EXERCISE TEXT:
TRIM28 in cancer and cancer therapy

Abstract

TRIM28 (tripartite motif protein 28) was initially believed to be a transcription inhibitor that plays an important role in DNA damage repair (DDR) and in maintaining cancer cellular stemness. As research has continued to deepen, several studies have found that TRIM28 not only has ubiquitin E3 ligase activity to promote degradation of substrates, but also can promote SUMOylation of substrates. Although TRIM28 is highly expressed in various cancer tissues and has oncogenic effects, there are still a few studies indicating that TRIM28 has certain anticancer effects. Additionally, TRIM28 is subject to complex upstream regulation. In this review, we have elaborated on the structure and regulation of TRIM28. At the same time, highlighting the functional role of TRIM28 in tumor development and emphasizing its impact on cancer treatment provides a new direction for future clinical antitumor treatment.

Keywords: SUMOylation; TRIM28; cancer therapy; transcription inhibitor; tumorigenesis; ubiquitination.

FIGURE 1

The structure and regulation of TRIM28. (A) The structure of TRIM28: TRIM28 consists of an N-terminal RING domain, two B-boxes (B1 and B2), a leucine zipper coiled-coil region (CC), an intermediate PxVxL pentapeptide domain, and a C-terminal plant homeodomain (PHD) and bromodomain. The RBCC domain, composed of the RING domain, B1 and B2 boxes, and CC domain, not only binds to the MAGE protein and functions as a ubiquitinated E3 ligase but also binds to the KRAB domain of the KRAB-ZNP protein. The PHD domain recruits NuRD and SETDB1 and the central PxVxL pentapeptide region binds to HP1. The transcriptional inhibitory activity of TRIM28 is closely related to its binding to SETDB1, NuRD, and HP1 proteins, but it is also influenced by SUMOylation modification of TRIM28 itself. The PHD domain has intrinsic E3 SUMO ligase activity. (B) The regulation of TRIM28.

Point-per-instance localization records:

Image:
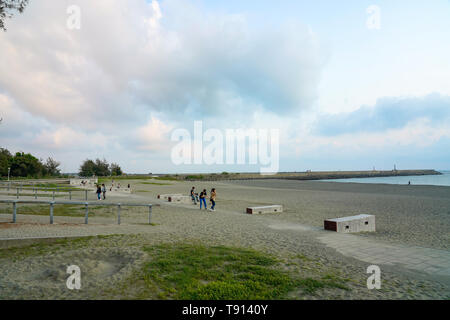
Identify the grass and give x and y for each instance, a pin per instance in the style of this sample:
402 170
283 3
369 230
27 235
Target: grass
197 272
169 178
60 210
156 183
194 271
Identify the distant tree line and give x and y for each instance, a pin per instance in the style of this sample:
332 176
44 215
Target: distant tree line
26 165
99 168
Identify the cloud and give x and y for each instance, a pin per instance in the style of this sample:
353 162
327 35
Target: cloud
387 114
154 136
139 57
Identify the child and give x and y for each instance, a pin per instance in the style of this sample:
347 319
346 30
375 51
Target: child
99 192
213 199
193 195
104 191
203 199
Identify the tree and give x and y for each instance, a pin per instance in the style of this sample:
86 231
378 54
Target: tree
51 167
98 168
102 168
5 161
26 165
115 169
7 7
87 168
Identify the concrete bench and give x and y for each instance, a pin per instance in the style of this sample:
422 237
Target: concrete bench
181 199
359 223
166 196
123 190
265 209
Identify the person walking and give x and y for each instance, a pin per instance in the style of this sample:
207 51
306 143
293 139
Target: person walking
212 198
193 195
104 191
99 192
203 195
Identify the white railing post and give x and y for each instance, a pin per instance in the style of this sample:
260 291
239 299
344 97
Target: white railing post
86 215
14 212
150 214
118 213
51 212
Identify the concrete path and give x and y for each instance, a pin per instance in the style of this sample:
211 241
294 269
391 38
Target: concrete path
372 251
428 260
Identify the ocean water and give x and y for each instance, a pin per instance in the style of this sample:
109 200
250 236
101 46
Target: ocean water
434 180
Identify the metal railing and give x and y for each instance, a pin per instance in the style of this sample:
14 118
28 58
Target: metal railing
86 204
58 190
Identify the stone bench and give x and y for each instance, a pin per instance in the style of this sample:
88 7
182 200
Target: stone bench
166 196
265 209
359 223
123 190
179 198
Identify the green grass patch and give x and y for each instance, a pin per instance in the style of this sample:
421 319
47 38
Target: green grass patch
195 177
169 178
157 183
197 272
62 210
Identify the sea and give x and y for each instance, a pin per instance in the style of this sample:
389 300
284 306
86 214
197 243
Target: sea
433 180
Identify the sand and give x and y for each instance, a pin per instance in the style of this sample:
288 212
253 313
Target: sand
406 215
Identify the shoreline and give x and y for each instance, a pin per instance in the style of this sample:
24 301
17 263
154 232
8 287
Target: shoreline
307 175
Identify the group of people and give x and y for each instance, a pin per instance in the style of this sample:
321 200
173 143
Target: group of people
101 190
202 198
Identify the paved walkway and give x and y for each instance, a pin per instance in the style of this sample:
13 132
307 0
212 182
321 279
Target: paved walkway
377 252
372 251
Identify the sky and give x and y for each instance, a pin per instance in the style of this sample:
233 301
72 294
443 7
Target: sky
349 85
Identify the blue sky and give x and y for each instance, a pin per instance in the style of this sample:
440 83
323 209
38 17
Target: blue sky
342 95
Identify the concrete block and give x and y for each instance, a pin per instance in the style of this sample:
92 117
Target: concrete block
359 223
265 209
166 196
180 199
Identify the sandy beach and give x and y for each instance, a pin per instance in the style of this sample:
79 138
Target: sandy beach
410 220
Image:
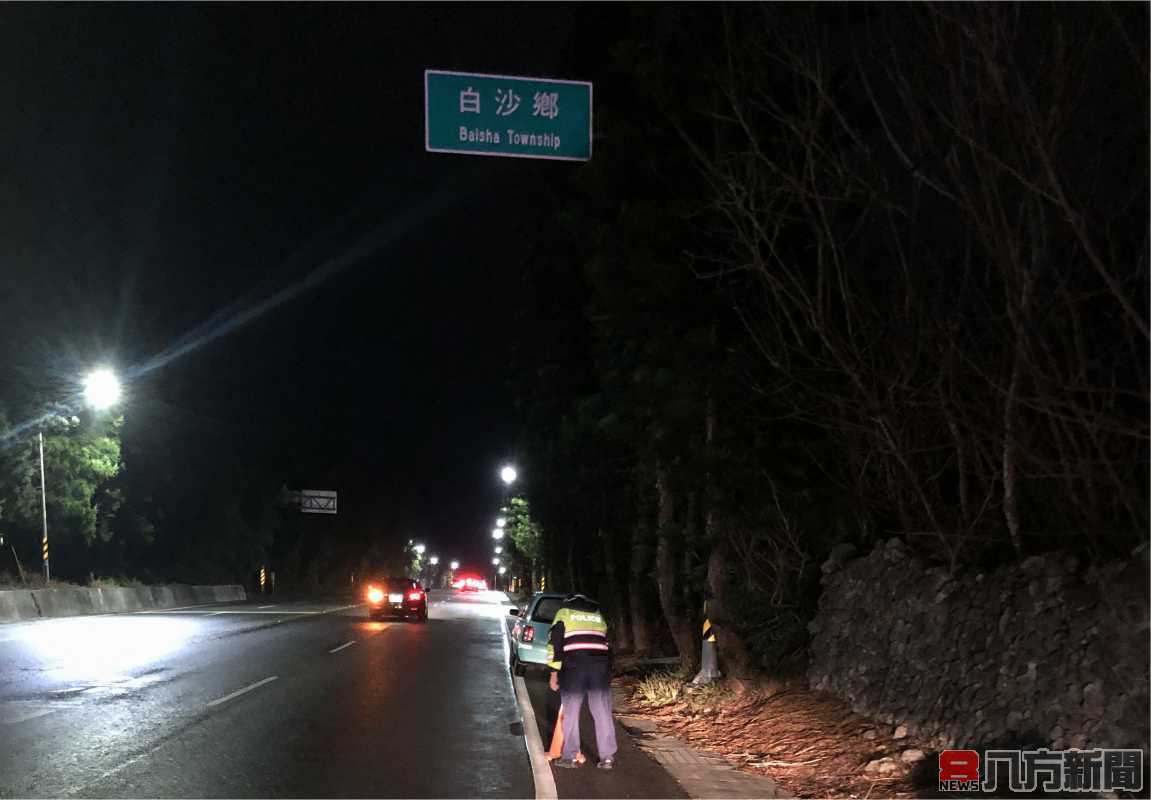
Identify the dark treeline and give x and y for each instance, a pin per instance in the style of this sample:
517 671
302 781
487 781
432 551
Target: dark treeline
838 274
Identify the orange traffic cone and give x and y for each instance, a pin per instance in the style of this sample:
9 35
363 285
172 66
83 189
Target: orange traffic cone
557 740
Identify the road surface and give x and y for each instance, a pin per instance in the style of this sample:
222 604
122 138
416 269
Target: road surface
261 700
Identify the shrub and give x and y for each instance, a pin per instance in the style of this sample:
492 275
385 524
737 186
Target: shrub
658 690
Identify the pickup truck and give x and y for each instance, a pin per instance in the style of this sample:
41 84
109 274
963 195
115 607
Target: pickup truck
527 630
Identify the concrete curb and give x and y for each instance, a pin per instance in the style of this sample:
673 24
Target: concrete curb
541 770
20 604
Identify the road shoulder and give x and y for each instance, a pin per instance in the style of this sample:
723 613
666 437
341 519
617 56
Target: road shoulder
702 775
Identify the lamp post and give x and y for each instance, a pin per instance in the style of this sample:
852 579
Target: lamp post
101 391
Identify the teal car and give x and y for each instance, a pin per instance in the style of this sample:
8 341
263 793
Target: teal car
527 630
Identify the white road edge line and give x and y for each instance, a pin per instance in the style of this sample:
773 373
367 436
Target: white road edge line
243 691
541 770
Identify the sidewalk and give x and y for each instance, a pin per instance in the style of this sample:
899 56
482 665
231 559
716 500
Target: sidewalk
702 775
648 764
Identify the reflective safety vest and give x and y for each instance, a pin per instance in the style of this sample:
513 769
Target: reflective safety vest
573 631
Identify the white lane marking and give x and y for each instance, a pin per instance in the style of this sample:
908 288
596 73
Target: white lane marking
243 691
340 608
541 771
167 610
27 714
274 612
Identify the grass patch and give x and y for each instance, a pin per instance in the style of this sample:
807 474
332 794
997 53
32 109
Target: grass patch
658 690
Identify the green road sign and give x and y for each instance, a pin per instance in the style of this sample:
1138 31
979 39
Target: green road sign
505 115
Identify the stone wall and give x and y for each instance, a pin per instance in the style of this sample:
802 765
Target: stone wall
1043 652
17 604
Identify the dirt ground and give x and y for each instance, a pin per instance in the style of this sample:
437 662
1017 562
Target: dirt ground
809 743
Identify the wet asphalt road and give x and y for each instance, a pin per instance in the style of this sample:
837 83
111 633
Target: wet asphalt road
261 700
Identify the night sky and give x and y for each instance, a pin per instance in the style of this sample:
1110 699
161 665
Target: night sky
233 205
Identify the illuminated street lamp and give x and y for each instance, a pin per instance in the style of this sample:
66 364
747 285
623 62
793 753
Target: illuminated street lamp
101 389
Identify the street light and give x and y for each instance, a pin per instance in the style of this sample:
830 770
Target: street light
101 389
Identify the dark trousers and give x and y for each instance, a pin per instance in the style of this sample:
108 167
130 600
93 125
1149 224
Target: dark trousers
587 677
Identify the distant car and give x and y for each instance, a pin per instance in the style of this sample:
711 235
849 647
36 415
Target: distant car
527 629
470 585
397 597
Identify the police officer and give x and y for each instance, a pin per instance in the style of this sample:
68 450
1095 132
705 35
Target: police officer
579 654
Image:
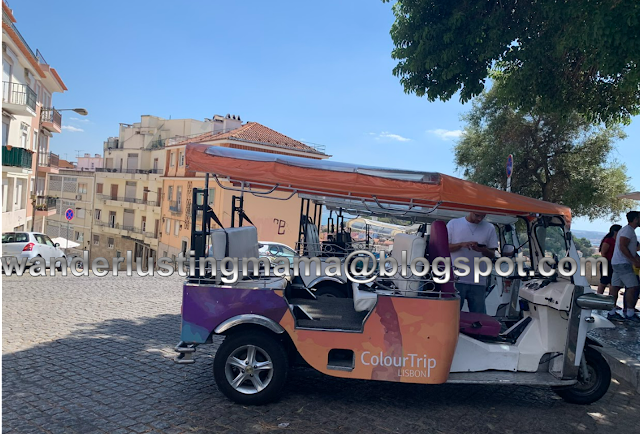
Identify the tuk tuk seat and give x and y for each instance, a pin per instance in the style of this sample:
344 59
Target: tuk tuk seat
471 323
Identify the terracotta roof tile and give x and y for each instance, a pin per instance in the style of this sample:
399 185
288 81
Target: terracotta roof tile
253 132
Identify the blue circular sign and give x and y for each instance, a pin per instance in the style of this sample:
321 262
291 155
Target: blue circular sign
509 165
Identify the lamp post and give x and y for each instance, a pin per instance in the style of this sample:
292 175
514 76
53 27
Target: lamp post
80 111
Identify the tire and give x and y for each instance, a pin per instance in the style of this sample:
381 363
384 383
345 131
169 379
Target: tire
330 291
266 349
587 392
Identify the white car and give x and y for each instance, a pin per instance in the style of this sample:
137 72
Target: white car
30 245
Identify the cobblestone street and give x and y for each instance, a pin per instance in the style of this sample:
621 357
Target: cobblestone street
93 354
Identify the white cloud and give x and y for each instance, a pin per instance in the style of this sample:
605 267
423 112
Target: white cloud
72 129
387 135
79 120
447 134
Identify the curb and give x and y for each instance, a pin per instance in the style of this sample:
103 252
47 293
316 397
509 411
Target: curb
623 366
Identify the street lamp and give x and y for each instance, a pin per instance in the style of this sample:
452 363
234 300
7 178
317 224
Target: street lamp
80 111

WORK TO COMPLETE:
• 1. List every keyword given for the TRIM28 review.
• 2. Render the sentence "The PHD domain has intrinsic E3 SUMO ligase activity." from the TRIM28 review in French.
These records have no connection to the TRIM28 review.

ANSWERS TO THE PROBLEMS:
• 1. SUMOylation; TRIM28; cancer therapy; transcription inhibitor; tumorigenesis; ubiquitination.

• 2. Le domaine PHD possède une activité intrinsèque de ligase SUMO E3.